====== Excerpt provided ======

SUMMARY OF THE INVENTION
[0012] The present invention provides a quantization noise shaping
method and apparatus, by which the distortion of audio data can be
reduced by shaping quantization noise generated during quantization
of low bit rate audio data so that a quantization noise curve is
similar to a quantization threshold curve calculated in a
psychoacoustic model even though the quantization noise is above
the quantization threshold in all frequency bands.
[0013] According to an aspect of the present invention, there is
provided a method of shaping quantization noise. A predetermined
quantization noise threshold allowed during quantization of sampled
audio data and quantization noise energy information of a quantized
MDCT coefficient are received in all frequency bands of an audio
frequency. The quantization noise energy of the quantized MDCT
coefficient is attenuated in a predetermined number of frequency
bands in which a difference between the predetermined quantization
noise threshold and the quantization noise energy of the quantized
MDCT coefficient is large.
[0014] According to another aspect of the present invention, there
is provided a method of shaping quantization noise. During
compression of an audio signal at a predetermined bit rate, a
determination is made as to whether quantization noise in all
frequency bands falls below a threshold noise level calculated in a
psychoacoustic model. If the quantization noise does not fall below
the threshold noise level, quantization noise is shaped in each of
the frequency bands to be equal to the threshold noise level, with
an offset error.
[0015] According to still another aspect of the present invention,
there is provided a method of shaping quantization noise. Total
quantization noise of a quantized MDCT coefficient and a sum of
quantization noise thresholds calculated in a psychoacoustic model
are calculated. The total quantization noise of the quantized MDCT
coefficient is compared with the sum of the quantization noise
thresholds. If the total quantization noise of the quantized MDCT
coefficient is less than the sum of the quantization noise
thresholds, quantization noise is attenuated in every frequency
band, while if the total quantization noise of the quantized MDCT
coefficient is greater than the sum of the quantization noise
thresholds, quantization noise is attenuated in selected frequency
bands.
[0016] According to yet another aspect of the present invention,
there is provided an apparatus for adjusting a quantization noise
distribution. The apparatus includes a quantization noise
calculator that calculates total quantization noise of a quantized
MDCT coefficient and a sum of quantization noise thresholds
calculated in a psychoacoustic model, a noise attenuation algorithm
selector that compares the total quantization noise of the
quantized MDCT coefficient with the sum of the quantization noise
thresholds to determine whether a quantization noise attenuation is
performed in every frequency bands or in selected frequency bands,
a quantization noise attenuator that attenuates quantization noise
in every frequency band, and a band selective quantization noise
attenuator that attenuates quantization noise in selected frequency
bands.
[0017] According to yet another aspect of the present invention,
there is provided a computer-readable recording medium on which a
program for executing the method of the present invention in a
computer is recorded.

======

• _Task prompt_:
Write out everything in the quantization noise summary from "[0017] According to" down to "computer is recorded.", word for word.

====== Given entries ======

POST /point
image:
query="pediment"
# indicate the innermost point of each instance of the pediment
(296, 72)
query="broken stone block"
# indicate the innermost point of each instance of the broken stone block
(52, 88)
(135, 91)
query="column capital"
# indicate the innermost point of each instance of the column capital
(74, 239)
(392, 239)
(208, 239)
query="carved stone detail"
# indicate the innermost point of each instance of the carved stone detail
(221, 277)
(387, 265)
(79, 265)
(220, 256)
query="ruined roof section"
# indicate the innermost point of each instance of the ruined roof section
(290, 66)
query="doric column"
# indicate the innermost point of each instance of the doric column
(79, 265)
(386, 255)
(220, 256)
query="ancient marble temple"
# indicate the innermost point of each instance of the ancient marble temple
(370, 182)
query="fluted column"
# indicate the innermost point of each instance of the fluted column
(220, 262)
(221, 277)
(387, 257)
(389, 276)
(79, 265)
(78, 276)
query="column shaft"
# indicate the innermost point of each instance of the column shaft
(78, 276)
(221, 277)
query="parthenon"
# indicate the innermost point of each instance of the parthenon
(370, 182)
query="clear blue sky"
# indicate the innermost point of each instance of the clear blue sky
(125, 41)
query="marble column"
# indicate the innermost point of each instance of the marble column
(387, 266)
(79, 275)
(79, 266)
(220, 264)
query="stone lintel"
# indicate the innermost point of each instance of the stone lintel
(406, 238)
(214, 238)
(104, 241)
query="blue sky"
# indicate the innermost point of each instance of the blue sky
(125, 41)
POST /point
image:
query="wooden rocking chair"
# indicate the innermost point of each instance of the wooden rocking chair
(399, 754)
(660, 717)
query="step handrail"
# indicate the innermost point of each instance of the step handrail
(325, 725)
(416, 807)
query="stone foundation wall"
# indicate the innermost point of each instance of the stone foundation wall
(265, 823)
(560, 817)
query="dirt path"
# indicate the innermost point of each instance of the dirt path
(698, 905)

======

• _The completed task_:
[0017] According to yet another aspect of the present invention,
there is provided a computer-readable recording medium on which a
program for executing the method of the present invention in a
computer is recorded.